Exercise objective:
Display each line of the rows below that contains the word "window", matching case exactly.
>>>>
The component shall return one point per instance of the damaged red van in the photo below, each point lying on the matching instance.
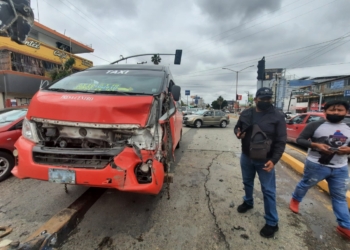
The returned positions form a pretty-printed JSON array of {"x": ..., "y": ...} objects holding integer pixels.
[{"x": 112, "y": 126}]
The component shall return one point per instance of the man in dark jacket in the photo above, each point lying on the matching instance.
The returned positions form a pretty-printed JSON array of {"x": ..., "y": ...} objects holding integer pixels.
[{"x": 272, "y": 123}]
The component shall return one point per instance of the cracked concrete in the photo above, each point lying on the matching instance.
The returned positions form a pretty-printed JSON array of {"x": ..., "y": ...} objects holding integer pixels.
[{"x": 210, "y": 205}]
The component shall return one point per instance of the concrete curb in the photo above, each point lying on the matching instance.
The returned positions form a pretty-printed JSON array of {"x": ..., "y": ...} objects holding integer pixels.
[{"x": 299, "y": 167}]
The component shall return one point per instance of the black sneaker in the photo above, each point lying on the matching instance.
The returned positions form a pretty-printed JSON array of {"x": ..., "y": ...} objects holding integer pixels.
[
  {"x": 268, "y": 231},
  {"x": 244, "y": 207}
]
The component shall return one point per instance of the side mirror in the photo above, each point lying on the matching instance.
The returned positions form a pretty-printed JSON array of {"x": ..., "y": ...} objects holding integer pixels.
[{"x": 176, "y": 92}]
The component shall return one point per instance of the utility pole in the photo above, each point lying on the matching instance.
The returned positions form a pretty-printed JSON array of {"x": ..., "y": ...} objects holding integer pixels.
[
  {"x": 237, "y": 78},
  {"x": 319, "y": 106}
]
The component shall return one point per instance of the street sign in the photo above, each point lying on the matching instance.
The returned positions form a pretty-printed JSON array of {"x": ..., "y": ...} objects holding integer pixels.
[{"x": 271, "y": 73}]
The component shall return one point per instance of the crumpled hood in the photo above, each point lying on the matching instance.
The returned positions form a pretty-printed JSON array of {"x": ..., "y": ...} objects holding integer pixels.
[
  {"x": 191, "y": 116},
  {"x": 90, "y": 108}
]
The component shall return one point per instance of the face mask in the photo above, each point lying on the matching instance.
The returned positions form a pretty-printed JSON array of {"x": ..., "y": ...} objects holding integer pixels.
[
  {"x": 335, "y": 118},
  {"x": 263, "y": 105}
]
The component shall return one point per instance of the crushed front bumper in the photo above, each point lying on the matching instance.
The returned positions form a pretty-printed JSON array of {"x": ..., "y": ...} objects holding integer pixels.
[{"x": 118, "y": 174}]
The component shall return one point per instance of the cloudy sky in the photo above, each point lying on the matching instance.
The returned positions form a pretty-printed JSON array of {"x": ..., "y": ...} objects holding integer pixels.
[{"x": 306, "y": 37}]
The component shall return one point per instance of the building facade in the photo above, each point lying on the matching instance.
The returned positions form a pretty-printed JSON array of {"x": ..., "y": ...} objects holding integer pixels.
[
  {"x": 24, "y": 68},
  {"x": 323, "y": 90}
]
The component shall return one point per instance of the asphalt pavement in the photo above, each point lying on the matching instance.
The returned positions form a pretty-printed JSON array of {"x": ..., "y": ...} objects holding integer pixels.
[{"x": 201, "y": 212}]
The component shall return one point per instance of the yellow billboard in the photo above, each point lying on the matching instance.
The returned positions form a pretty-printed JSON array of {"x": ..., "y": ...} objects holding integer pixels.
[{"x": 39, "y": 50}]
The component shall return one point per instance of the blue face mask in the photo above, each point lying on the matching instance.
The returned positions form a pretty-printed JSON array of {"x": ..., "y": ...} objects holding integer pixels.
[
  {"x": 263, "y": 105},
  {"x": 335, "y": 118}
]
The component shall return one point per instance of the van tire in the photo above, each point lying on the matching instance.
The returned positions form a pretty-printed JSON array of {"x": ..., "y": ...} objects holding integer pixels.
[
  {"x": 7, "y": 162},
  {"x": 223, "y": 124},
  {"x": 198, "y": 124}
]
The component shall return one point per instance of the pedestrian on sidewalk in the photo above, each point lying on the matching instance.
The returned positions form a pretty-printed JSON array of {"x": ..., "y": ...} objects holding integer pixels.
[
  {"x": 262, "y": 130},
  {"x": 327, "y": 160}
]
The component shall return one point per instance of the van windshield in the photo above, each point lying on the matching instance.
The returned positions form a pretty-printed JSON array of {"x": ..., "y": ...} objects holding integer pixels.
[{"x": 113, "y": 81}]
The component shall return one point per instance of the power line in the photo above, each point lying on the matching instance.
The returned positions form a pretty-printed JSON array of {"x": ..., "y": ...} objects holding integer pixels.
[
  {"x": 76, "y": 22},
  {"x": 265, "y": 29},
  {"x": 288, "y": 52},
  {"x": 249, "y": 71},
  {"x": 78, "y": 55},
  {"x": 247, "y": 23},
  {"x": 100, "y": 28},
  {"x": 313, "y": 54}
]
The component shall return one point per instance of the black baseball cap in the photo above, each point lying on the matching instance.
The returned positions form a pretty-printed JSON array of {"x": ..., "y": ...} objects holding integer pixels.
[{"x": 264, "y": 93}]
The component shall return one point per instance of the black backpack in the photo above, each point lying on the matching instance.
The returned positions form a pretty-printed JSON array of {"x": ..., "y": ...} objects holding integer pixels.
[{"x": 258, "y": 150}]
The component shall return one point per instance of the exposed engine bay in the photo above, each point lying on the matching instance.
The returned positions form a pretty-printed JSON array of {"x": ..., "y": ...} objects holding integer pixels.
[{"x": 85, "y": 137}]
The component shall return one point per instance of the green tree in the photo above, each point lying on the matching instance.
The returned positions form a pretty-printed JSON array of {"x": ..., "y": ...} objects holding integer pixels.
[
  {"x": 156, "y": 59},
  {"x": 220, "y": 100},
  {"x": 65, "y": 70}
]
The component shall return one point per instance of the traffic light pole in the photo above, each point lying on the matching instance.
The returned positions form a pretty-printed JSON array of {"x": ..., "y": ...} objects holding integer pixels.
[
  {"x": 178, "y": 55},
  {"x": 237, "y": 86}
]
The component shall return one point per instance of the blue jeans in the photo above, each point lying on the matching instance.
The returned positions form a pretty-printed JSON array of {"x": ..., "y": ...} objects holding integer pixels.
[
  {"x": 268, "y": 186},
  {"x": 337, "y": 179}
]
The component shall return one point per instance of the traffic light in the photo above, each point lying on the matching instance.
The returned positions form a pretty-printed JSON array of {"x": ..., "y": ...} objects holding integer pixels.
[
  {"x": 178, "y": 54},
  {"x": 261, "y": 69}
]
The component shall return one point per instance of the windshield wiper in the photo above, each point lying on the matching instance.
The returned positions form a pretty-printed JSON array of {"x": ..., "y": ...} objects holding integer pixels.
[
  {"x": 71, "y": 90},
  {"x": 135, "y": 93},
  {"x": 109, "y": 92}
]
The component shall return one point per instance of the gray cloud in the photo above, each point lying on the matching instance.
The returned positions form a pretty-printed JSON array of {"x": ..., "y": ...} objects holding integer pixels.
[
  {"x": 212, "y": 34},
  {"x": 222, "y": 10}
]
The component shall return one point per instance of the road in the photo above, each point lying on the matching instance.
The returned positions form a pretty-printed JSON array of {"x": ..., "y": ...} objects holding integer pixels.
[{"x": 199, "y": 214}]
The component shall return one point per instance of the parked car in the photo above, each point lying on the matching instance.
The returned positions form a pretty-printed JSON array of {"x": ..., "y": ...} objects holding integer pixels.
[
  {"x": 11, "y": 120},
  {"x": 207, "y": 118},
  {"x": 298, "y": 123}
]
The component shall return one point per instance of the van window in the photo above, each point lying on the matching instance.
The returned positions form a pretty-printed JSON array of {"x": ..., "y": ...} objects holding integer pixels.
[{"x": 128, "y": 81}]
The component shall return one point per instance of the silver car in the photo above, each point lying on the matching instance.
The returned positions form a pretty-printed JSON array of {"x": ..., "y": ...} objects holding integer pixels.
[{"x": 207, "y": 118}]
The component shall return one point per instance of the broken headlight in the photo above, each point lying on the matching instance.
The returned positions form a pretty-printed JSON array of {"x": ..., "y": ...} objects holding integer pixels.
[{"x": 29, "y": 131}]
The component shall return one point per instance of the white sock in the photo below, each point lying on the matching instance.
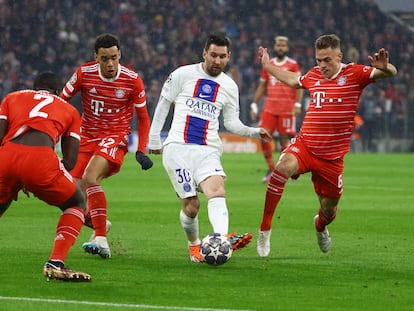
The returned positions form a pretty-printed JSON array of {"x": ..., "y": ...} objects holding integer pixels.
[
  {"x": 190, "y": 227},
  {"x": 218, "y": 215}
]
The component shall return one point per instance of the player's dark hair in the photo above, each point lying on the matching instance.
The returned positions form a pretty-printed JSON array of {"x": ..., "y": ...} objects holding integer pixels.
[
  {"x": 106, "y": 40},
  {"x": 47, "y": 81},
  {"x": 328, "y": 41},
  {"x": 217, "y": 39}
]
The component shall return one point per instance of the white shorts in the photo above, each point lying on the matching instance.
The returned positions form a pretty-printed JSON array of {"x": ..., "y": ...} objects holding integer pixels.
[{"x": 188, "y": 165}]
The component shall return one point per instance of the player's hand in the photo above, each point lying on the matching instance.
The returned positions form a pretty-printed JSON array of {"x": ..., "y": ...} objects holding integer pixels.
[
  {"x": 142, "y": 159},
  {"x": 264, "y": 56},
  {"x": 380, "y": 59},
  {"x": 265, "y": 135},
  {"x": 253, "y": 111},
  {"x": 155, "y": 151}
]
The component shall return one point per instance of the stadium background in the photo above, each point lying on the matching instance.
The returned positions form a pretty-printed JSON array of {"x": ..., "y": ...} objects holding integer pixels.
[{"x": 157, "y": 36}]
<<<<
>>>>
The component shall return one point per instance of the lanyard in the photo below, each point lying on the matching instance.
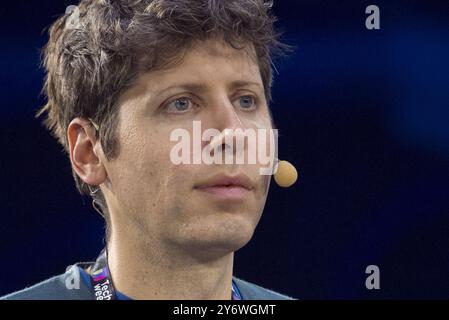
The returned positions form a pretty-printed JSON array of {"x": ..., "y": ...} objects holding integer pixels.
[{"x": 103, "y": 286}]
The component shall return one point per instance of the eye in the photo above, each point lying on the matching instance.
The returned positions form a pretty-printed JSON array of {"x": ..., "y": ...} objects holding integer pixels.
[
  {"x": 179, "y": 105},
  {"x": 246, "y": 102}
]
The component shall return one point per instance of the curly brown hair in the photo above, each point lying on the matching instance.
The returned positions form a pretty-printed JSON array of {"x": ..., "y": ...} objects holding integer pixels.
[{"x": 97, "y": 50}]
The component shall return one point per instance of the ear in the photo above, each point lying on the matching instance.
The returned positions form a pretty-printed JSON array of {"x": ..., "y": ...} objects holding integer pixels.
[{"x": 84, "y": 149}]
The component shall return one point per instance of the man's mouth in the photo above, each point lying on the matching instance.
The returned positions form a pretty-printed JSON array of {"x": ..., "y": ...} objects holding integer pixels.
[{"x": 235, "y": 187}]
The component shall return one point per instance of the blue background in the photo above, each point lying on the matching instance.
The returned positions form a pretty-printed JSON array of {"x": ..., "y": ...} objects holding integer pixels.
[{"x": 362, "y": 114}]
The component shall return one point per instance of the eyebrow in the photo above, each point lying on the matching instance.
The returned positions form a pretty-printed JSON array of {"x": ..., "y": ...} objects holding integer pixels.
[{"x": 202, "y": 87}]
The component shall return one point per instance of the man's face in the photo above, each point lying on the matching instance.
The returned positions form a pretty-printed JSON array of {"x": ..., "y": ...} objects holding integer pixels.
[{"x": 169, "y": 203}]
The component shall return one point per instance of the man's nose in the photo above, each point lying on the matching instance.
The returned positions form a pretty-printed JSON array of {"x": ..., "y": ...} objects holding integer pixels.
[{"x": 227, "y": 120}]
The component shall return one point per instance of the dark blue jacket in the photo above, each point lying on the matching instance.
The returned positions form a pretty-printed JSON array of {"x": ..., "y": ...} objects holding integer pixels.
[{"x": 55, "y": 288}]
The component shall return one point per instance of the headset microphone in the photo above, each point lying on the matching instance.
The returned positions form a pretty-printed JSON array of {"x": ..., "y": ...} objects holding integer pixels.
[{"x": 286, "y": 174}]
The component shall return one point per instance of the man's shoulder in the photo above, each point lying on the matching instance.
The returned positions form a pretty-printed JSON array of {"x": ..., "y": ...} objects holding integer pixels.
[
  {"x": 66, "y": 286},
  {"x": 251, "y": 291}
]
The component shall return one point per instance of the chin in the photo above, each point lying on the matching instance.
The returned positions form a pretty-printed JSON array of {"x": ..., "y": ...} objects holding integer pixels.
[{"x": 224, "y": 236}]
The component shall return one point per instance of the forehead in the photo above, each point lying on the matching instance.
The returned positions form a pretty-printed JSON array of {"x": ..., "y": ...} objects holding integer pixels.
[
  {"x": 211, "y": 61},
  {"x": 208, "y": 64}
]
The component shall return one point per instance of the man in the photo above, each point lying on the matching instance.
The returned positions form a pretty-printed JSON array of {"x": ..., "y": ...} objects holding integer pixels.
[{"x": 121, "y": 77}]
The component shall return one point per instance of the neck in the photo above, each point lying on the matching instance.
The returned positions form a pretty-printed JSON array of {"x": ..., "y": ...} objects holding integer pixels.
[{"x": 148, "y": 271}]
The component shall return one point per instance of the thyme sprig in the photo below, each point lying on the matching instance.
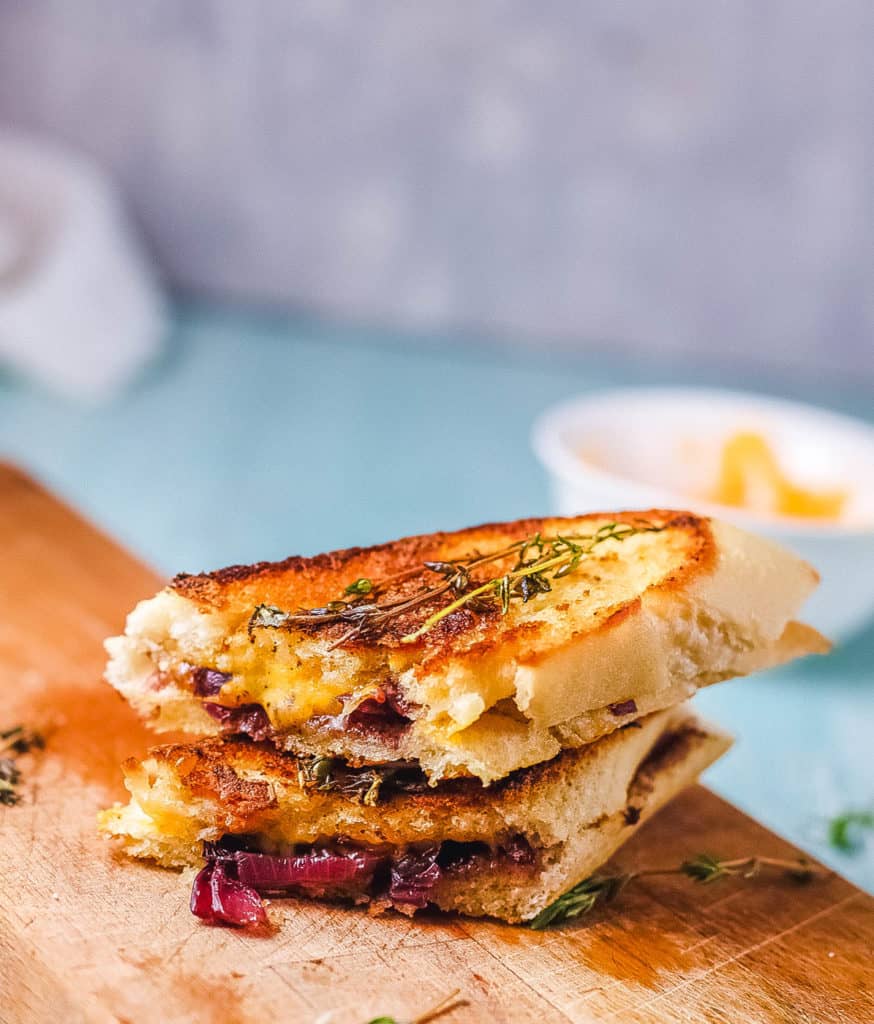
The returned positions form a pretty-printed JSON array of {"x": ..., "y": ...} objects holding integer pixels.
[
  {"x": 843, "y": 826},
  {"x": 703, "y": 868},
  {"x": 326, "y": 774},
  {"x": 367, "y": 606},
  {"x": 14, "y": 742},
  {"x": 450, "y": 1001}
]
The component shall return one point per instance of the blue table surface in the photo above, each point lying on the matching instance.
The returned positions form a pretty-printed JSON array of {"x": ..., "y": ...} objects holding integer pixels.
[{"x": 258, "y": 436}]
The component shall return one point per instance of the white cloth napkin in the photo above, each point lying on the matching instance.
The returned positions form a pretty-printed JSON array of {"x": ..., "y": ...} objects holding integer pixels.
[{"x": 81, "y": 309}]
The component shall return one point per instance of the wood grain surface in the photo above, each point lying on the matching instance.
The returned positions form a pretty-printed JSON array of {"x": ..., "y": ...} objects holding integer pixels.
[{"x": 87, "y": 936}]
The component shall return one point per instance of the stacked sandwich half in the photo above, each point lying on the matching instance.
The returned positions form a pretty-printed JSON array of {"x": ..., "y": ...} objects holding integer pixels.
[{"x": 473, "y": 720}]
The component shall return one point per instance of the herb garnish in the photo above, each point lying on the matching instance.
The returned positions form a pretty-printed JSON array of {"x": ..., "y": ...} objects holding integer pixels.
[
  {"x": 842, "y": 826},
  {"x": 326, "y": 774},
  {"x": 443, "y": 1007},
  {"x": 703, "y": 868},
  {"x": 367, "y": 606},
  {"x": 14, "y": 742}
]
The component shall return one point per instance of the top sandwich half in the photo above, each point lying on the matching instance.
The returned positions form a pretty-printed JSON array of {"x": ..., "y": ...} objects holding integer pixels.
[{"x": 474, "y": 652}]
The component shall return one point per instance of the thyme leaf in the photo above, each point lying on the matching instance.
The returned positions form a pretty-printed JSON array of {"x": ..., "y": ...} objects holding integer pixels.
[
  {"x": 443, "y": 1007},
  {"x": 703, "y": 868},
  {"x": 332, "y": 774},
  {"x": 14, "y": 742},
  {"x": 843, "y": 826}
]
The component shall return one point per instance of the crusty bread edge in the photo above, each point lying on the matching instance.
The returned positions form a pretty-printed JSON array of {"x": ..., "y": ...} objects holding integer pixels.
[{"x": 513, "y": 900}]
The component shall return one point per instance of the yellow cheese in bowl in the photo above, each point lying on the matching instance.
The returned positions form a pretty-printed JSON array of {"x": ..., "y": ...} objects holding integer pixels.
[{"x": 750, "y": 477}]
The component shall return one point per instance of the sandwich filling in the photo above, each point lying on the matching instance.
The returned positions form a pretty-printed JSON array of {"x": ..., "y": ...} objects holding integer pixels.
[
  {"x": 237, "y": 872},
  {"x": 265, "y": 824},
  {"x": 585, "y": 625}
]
<<<<
>>>>
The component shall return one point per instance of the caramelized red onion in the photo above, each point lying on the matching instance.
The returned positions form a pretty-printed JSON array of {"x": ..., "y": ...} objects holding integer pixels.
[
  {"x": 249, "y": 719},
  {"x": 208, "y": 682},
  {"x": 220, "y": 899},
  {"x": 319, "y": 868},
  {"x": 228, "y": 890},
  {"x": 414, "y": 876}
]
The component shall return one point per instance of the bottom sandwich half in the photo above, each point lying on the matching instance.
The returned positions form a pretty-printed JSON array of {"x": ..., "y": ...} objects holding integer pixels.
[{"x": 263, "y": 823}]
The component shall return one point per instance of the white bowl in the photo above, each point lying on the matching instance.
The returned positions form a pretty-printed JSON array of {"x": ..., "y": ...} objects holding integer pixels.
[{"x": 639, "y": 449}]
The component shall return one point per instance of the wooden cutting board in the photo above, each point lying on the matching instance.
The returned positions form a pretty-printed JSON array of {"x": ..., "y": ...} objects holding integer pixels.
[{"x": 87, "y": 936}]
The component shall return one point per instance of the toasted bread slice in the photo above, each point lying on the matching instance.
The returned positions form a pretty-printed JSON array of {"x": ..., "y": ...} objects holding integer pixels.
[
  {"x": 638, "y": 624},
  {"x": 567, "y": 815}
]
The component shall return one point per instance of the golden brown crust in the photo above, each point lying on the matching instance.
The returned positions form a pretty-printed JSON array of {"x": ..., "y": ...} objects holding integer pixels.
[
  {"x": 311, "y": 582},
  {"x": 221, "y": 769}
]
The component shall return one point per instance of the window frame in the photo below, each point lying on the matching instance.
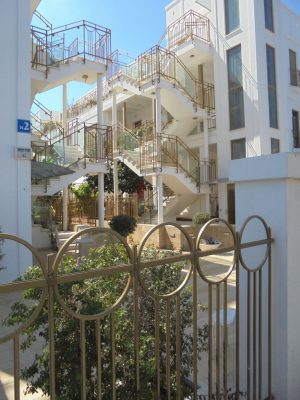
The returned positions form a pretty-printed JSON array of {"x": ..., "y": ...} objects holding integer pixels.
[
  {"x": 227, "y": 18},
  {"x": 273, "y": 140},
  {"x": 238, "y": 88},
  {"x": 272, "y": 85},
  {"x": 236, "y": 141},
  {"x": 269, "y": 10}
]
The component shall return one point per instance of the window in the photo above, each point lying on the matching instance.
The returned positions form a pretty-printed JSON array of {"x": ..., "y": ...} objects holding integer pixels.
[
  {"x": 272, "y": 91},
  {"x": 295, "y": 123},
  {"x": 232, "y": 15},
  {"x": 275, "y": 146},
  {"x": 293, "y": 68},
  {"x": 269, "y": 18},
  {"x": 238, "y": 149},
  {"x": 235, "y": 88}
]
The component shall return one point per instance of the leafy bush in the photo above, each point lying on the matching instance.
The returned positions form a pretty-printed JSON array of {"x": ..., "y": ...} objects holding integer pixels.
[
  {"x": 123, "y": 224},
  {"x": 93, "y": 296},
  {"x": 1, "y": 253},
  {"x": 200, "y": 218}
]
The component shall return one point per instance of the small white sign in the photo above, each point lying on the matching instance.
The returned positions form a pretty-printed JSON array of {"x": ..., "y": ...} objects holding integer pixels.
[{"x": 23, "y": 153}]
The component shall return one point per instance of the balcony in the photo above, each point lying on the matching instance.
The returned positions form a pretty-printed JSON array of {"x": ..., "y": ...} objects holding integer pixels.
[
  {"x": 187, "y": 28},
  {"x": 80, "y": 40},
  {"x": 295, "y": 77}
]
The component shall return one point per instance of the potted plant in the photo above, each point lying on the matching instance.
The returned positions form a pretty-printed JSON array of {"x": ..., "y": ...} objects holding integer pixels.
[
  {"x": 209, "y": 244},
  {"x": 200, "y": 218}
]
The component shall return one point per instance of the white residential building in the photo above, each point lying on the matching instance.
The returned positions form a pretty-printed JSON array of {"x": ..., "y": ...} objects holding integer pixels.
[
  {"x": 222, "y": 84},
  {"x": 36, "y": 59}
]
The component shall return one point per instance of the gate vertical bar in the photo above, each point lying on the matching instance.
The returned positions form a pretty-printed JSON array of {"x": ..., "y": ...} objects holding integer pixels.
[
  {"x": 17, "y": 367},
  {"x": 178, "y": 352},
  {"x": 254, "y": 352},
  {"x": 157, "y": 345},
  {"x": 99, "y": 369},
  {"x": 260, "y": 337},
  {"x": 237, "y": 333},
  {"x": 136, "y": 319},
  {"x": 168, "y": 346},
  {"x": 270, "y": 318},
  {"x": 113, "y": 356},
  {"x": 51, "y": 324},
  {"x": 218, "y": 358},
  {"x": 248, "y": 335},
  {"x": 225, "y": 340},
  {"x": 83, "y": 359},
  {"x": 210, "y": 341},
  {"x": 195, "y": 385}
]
<<<<
Output of the exercise:
The component shall return one point per instance of the van window in the photo above, each point lying on the matching instance.
The component shall return one point per instance of the window frame in the photo below, each point lying on the matching instance.
The component shall return one point per instance of the window in the photo above, each point lying on the matching instance.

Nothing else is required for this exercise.